**Material for the task**
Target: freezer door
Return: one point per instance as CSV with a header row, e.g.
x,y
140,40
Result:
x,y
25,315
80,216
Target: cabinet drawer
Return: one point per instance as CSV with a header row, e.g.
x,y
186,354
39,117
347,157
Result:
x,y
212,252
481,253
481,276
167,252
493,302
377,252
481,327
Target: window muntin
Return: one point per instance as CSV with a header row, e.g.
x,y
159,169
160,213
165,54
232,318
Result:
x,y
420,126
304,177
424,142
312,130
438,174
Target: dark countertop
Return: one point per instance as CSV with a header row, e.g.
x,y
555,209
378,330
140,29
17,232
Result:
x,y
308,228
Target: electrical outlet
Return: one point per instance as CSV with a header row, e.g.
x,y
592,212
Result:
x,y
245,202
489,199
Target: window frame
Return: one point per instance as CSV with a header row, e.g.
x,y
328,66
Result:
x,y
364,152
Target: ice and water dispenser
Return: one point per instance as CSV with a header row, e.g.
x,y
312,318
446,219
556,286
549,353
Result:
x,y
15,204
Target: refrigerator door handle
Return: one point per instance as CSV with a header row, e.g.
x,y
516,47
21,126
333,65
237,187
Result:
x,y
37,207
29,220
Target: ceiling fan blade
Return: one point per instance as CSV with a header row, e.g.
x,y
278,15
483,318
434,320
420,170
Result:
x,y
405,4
* * *
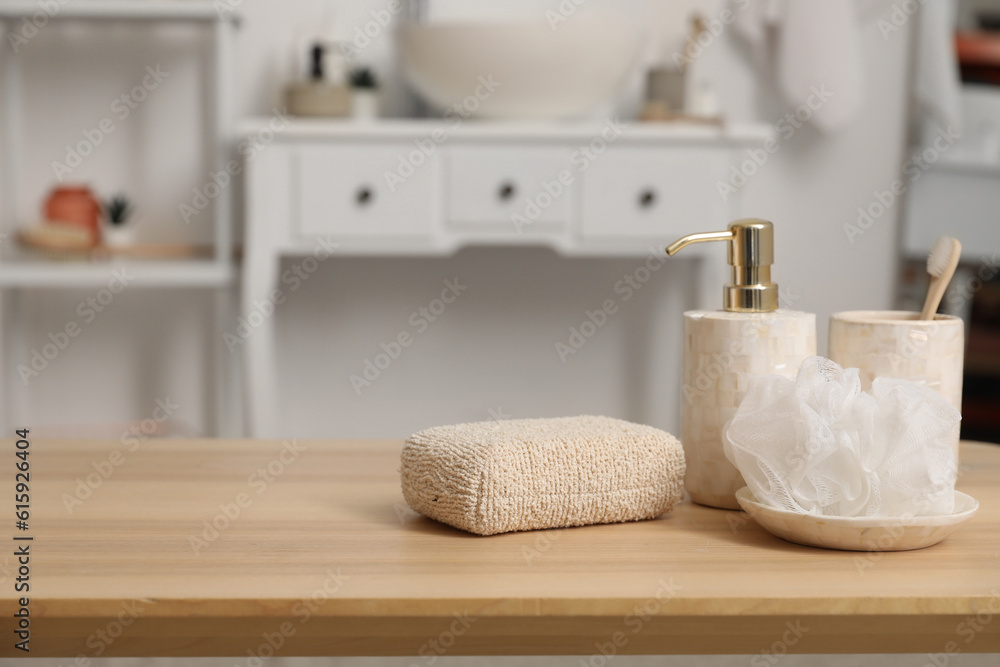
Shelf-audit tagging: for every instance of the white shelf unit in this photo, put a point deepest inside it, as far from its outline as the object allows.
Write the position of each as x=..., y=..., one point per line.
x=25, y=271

**Activity**
Write out only the lines that run from the line containing "Target: freezer door" through the line containing "Target: window muntin", both included, exactly as they appear above.

**Worked solution**
Target: freezer door
Return: one point per instance as CSV with a header row, e.g.
x,y
140,40
Result:
x,y
25,315
80,216
Target: cabinet drawer
Return: one point per instance as CSV with a header row, e.g.
x,y
186,354
39,117
347,157
Result:
x,y
212,252
481,253
481,276
167,252
493,302
377,252
481,327
Target: window muntin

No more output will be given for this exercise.